» **PROBLEMS AND TASKS**:
1. Translate this sentence from the L298N motor driver text below into Spanish: "This module is ideal for building robots and land moving projects such as toy cars."
2. Proceed with the text about the L298N motor driver module below, writing on from its final sentence.

-- START OF TEXT EXCERPT --

In this post we are going to learn about L298N dual H-bridge DC motor driver module which can be used to drive brushed DC motors and stepper motors with microcontrollers and ICs.
Overview
Modular circuit boards are best time savior for electronics designers which also reduce the prototyping errors. This is mostly preferred by programmers who write code for microcontrollers spend their majority of the time by typing codes in front of the computer and have less time for solder the discrete electronic components.
That’s why we can find tons and tons of different modular circuits are made just for Arduino boards, it is easy to interface and have advantage of least hardware errors while designing our prototype.
Illustration of L298N module:
The module is built around IC L298N; it is commonly available at E-commerce websites.
We use DC motor drivers because the ICs and microcontrollers are not capable of delivering current not more than 100 milliamps in general. The microcontrollers are smart but not strong; this module will add some muscles to Arduino, ICs and other microcontrollers to drive high power DC motors.
It can control 2 DC motors simultaneously up to 2 amps each or one stepper motor. We can control the speed using PWM and also its rotational direction of the motors.
This module is ideal for building robots and land moving projects such as toy cars.
Let’s see the technical details of L298N module.
Pin description:
· On the left hand side there are OUT1 and OUT2 port, which is for connecting DC motor. Similarly, OUT3 and OUT4 for another DC motor.
· ENA and ENB are enable pins, by connecting ENA to high or +5V; it enables the port OUT1 and OUT2. If you connect the ENA pin to low or ground, it disables the OUT1 and OUT2. Similarly, for ENB and OUT3 and OUT4.
· IN1 to IN4 are the input pins which will be connected to Arduino. If you input IN1 +Ve and IN2 –Ve from microcontroller or manually, the OUT1 turns high and OUT2 turns low, thus we can drive motor.
· If you input IN3 high, OUT4 turns high and if you input IN4 low OUT3 turns low, now we can drive another motor.

-- END OF TEXT EXCERPT --
-- START OF PROVIDED MATERIAL --

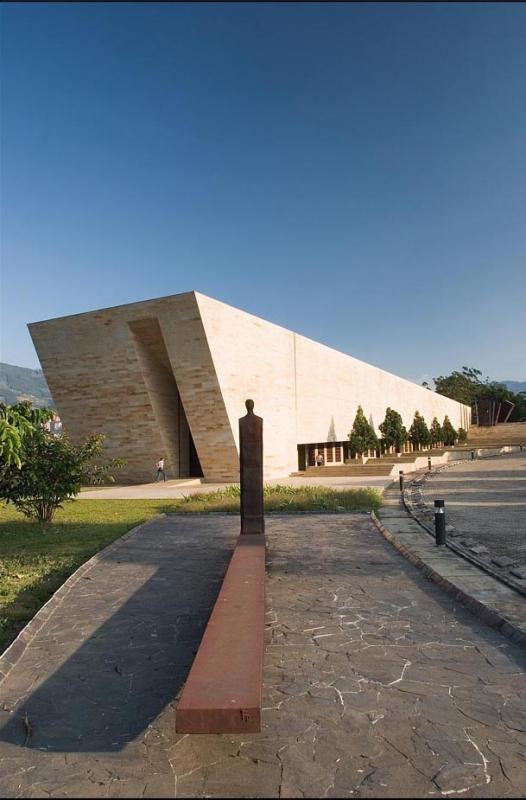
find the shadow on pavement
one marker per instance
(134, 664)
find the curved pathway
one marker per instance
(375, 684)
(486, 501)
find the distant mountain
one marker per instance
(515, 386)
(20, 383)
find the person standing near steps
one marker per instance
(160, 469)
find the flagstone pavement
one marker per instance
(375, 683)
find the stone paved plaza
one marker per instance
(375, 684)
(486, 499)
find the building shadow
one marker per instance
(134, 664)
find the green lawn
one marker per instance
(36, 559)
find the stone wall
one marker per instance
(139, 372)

-- END OF PROVIDED MATERIAL --
-- START OF PROVIDED MATERIAL --

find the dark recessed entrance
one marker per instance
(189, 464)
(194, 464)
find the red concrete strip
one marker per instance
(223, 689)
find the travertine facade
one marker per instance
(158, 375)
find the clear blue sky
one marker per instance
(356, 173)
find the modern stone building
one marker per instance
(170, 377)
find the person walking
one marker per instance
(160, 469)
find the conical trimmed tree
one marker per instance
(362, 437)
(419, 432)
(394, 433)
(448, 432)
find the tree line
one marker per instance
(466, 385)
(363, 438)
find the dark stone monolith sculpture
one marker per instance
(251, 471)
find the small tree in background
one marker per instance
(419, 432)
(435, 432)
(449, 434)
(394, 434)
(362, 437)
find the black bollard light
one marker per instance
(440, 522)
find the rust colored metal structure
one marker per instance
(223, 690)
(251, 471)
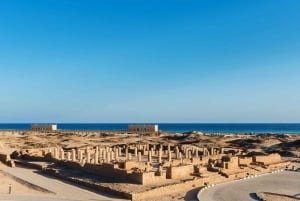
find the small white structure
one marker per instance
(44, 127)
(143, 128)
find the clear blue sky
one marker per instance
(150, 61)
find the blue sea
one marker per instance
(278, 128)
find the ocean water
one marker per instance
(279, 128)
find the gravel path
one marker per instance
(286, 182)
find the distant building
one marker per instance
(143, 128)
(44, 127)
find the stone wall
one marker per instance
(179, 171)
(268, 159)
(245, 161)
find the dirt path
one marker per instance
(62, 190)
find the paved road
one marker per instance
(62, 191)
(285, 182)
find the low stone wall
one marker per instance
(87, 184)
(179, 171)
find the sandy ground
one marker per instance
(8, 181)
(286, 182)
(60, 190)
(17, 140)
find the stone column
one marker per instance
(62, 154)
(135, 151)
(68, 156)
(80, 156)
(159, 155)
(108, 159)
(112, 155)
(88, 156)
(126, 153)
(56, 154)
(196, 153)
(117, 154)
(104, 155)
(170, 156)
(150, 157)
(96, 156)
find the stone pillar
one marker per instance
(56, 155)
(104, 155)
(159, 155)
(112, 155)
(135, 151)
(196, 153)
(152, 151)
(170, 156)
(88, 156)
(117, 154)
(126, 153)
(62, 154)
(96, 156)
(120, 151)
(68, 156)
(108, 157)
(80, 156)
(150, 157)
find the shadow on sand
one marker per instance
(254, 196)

-- END OF PROVIDED MATERIAL --

» **RESULTS OF THE EXERCISE**:
1. Este módulo es ideal para construir robots y proyectos de desplazamiento terrestre, como coches de juguete.

2.
· If you want to reverse the rotational direction of the motor just reverse IN1 and IN2 polarity, similarly for IN3 and IN4.
· By applying PWM signal to ENA and ENB you can control the speed of the motors on two different output ports.
· The board can accept from 7 to 12V nominally. You can input power at +12V terminal and ground to 0V.
· The +5V terminal is OUTPUT which can be used to power Arduino or any other module if needed.
Jumpers:
There are three jumper pins; you can scroll up see the illustrated image.
All the jumpers will be connected initially; remove or keep the jumper depending on your need.
Jumper 1 (see illustrated image):
· If you’re motor need more than 12V supply you have to disconnect the jumper 1 and apply desired voltage (maximum 35V) at 12v terminal. Bring another 5V supply and input at +5V terminal. Yes, you have to input 5V if you need to apply more than 12V (when jumper 1 is removed).
· The 5V input is for proper functioning of the IC, since removing the jumper will disable the in-built 5v regulator and protect from higher input voltage from 12v terminal.
· The +5V terminal acts as output if your supply is between 7 to 12V and acts as input if you apply more than 12V and jumper is removed.
· Most of the projects just need motor voltage below 12V so, keep the jumper as it is and use +5V terminal as output.
Jumper 2 and Jumper 3 (see illustrated image):
· If you remove these two jumpers you have to input the enable and disable signal from the microcontroller, most of the users prefer removing the two jumpers and applying the signal from microcontroller.
· If you keep the two jumpers the OUT1 to OUT4 will be always enabled. Remember ENA jumper for OUT1 and OUT2. ENB jumper for OUT3 and OUT4.
Now let’s see a practical circuit, how can we interface motors, Arduino and supply to the driver module.
Schematic:
The above circuit can be used for toy cars, if you change the code appropriately and add a joystick.
You just need to power the L289N module and the module will power the Arduino via Vin terminal.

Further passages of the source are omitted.